● Text segment

____________________

Fernando Baptista de Seixas Peyroteo de Vasconcelos (10 March 1918 – 28 November 1978) was a Portuguese footballer who played as a striker.

He spent his entire professional career with Sporting CP, scoring 544 goals in all competitions, winning 11 major titles and being crowned his country's top-division scorer on six occasions.

Club career
Born in Humpata, Huíla Province, Portuguese Angola, Peyroteo arrived at Sporting CP on 26 June 1937 after being introduced to the club by family friend Aníbal Paciência, and he quickly impressed new manager József Szabó by scoring a hat-trick in a practice match. His competitive debut came on 12 September, and he netted a brace against rivals S.L. Benfica. He went on to be part of the club's attacking line that included Albano, Jesus Correia, José Travassos and Manuel Vasques and was dubbed the Cinco Violinos (Five Violins), scoring 57 goals in only 30 games in his first year to win both the Lisbon Championship and the Taça de Portugal, then named Portuguese Championship.

During his spell with the Lisbon side, Peyroteo won five Primeira Liga trophies, five domestic cups and the first edition of the Supertaça Cândido de Oliveira at the new Estádio Nacional, scoring twice in the latter tournament for an eventual 3–2 extra time win over Benfica. He managed nine in a single game against Leça F.C. and eight against Boavista FC, and his goals-per-game ratio was the best in Portuguese football, at 1.68 successful strikes per game.

Peyroteo contributed 40 goals in the 1948–49 campaign as the Lions conquered their third league in a row. He retired shortly after at the age of 31, with the revenue from the testimonial match against Atlético Clube de Portugal being used to pay debts he had collected with a sportswear shop he had opened.

Peyroteo subsequently moved back to Angola, but returned eventually to Portugal to coach the national team: after his second game, a 4–2 loss at minnows Luxembourg for the 1962 FIFA World Cup qualifiers which brought young Eusébio his first cap, he was relieved of his duties, and quit football altogether. After a veterans match in Barcelona, he was forced to undergo surgery that brought complications later, leading to the amputation of one leg; he died in the Portuguese capital, at the age of 60.

____________________

● Task description
Copy out the biography of Fernando Peyroteo word for word.

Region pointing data

____________________

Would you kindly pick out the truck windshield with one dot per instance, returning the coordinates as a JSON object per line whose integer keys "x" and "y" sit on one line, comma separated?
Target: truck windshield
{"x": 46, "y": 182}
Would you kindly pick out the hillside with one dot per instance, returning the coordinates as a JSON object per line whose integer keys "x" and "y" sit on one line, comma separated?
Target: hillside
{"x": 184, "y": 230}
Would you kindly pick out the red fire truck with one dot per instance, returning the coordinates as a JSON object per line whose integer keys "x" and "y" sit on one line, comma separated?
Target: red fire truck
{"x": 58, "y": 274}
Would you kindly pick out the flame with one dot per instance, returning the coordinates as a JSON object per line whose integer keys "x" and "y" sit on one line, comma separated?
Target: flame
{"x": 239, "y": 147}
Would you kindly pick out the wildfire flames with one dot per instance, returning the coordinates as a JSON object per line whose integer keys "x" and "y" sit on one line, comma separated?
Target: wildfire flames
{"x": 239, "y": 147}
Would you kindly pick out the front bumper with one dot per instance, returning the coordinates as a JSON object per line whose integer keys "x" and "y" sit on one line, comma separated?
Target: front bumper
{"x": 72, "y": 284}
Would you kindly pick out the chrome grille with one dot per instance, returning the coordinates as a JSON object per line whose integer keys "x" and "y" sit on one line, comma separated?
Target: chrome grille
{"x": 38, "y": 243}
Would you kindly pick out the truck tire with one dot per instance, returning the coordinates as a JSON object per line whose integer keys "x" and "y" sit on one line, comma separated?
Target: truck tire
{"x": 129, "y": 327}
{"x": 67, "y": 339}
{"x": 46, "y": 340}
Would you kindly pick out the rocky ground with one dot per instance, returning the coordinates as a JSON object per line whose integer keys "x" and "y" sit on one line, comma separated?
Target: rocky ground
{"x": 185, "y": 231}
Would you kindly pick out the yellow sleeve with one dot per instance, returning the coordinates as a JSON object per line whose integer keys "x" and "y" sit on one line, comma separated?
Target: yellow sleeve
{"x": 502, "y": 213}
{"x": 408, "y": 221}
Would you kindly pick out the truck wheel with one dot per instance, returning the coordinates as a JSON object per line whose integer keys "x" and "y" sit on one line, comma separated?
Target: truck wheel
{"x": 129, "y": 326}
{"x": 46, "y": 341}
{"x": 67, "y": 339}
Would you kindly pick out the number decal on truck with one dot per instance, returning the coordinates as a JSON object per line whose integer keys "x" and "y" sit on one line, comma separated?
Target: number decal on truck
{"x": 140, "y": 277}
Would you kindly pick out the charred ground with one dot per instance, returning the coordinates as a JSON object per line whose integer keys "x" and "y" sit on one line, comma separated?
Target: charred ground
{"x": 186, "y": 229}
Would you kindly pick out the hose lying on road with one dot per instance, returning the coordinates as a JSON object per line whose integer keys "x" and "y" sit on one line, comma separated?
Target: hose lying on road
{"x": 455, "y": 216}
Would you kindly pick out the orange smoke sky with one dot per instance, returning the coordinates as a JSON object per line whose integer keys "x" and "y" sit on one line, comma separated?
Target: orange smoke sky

____________________

● Output below
Fernando Baptista de Seixas Peyroteo de Vasconcelos (10 March 1918 – 28 November 1978) was a Portuguese footballer who played as a striker.

He spent his entire professional career with Sporting CP, scoring 544 goals in all competitions, winning 11 major titles and being crowned his country's top-division scorer on six occasions.

Club career
Born in Humpata, Huíla Province, Portuguese Angola, Peyroteo arrived at Sporting CP on 26 June 1937 after being introduced to the club by family friend Aníbal Paciência, and he quickly impressed new manager József Szabó by scoring a hat-trick in a practice match. His competitive debut came on 12 September, and he netted a brace against rivals S.L. Benfica. He went on to be part of the club's attacking line that included Albano, Jesus Correia, José Travassos and Manuel Vasques and was dubbed the Cinco Violinos (Five Violins), scoring 57 goals in only 30 games in his first year to win both the Lisbon Championship and the Taça de Portugal, then named Portuguese Championship.

During his spell with the Lisbon side, Peyroteo won five Primeira Liga trophies, five domestic cups and the first edition of the Supertaça Cândido de Oliveira at the new Estádio Nacional, scoring twice in the latter tournament for an eventual 3–2 extra time win over Benfica. He managed nine in a single game against Leça F.C. and eight against Boavista FC, and his goals-per-game ratio was the best in Portuguese football, at 1.68 successful strikes per game.

Peyroteo contributed 40 goals in the 1948–49 campaign as the Lions conquered their third league in a row. He retired shortly after at the age of 31, with the revenue from the testimonial match against Atlético Clube de Portugal being used to pay debts he had collected with a sportswear shop he had opened.

Peyroteo subsequently moved back to Angola, but returned eventually to Portugal to coach the national team: after his second game, a 4–2 loss at minnows Luxembourg for the 1962 FIFA World Cup qualifiers which brought young Eusébio his first cap, he was relieved of his duties, and quit football altogether. After a veterans match in Barcelona, he was forced to undergo surgery that brought complications later, leading to the amputation of one leg; he died in the Portuguese capital, at the age of 60.